*RECORD SET*
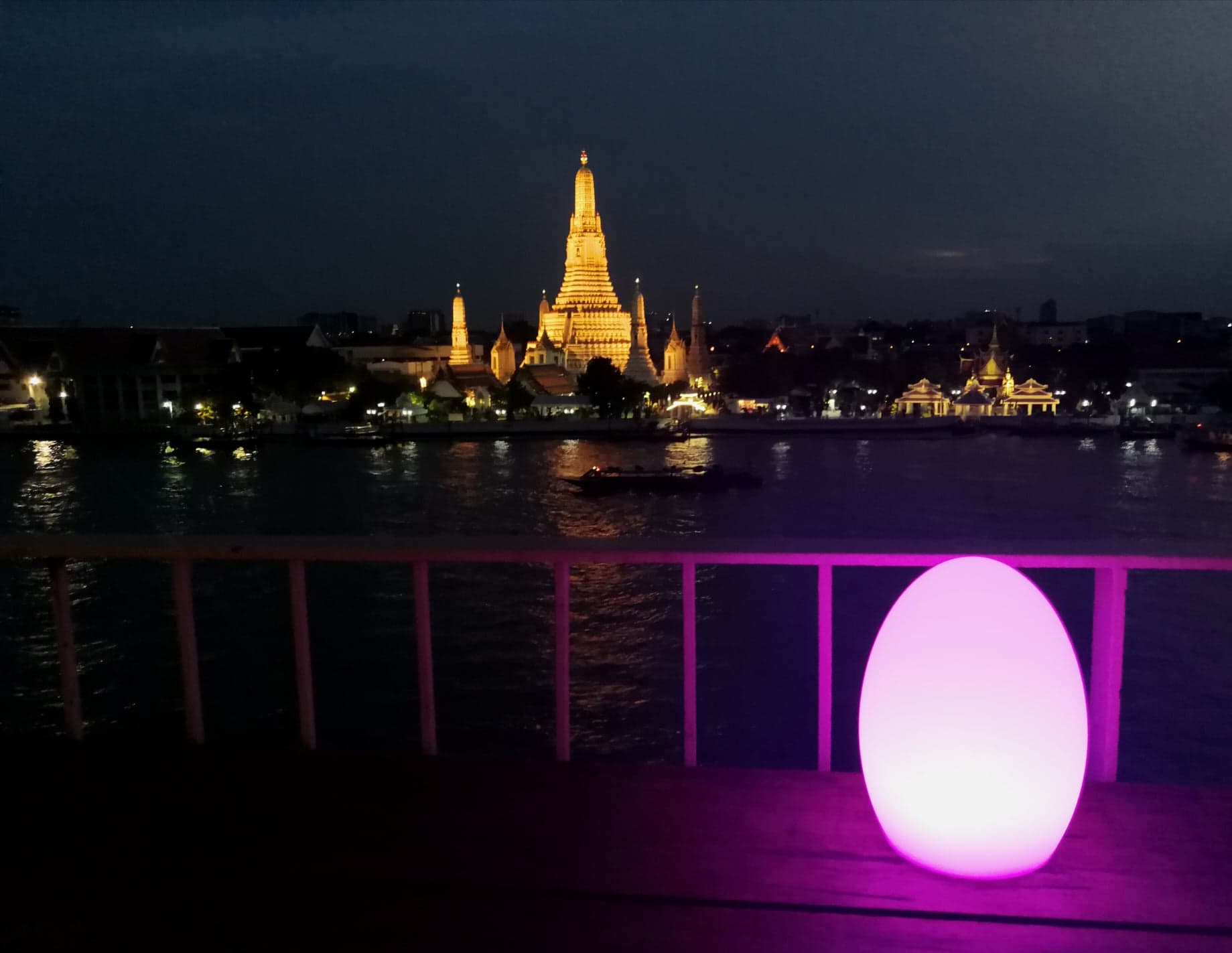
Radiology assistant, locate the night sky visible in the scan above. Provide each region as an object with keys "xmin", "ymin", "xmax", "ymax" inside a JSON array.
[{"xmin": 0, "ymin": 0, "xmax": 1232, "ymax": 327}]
...
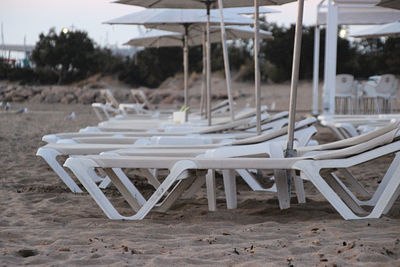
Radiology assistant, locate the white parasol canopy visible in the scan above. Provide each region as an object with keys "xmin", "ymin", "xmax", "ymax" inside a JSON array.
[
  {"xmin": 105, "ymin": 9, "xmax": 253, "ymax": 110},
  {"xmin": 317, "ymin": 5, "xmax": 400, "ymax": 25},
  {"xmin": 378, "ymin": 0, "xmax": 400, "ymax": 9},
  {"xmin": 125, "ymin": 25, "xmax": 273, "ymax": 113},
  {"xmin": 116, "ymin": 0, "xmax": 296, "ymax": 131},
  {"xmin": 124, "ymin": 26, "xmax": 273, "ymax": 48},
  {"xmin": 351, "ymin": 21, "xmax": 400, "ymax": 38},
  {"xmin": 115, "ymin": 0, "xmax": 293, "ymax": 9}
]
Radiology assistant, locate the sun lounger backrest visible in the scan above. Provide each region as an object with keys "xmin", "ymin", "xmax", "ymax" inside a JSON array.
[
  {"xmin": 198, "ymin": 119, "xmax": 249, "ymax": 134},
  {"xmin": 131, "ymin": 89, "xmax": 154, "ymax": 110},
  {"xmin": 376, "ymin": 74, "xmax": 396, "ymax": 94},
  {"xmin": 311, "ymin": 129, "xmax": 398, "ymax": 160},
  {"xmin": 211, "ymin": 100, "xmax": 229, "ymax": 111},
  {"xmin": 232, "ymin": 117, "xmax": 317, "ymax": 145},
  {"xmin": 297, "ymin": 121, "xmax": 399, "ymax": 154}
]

*WRITTEN TASK*
Pull out every line of the records that contains the string "assistant". Treat uppercase and lowercase letters as different.

*EXERCISE OUTPUT*
Radiology assistant, locate the night sky visible in the scan above. Provide each region as an object with keys "xmin", "ymin", "xmax", "ymax" inside a JSON array.
Radiology assistant, locate the white parasol canopy visible in the scan above. Provide each region as an object with keys "xmin", "ymin", "xmax", "ymax" inside a JSON array.
Radiology assistant, locate the sun lounger backrest visible in the scan above. Provide each region as an object with keys "xmin", "ymin", "xmax", "ymax" inside a JSON array.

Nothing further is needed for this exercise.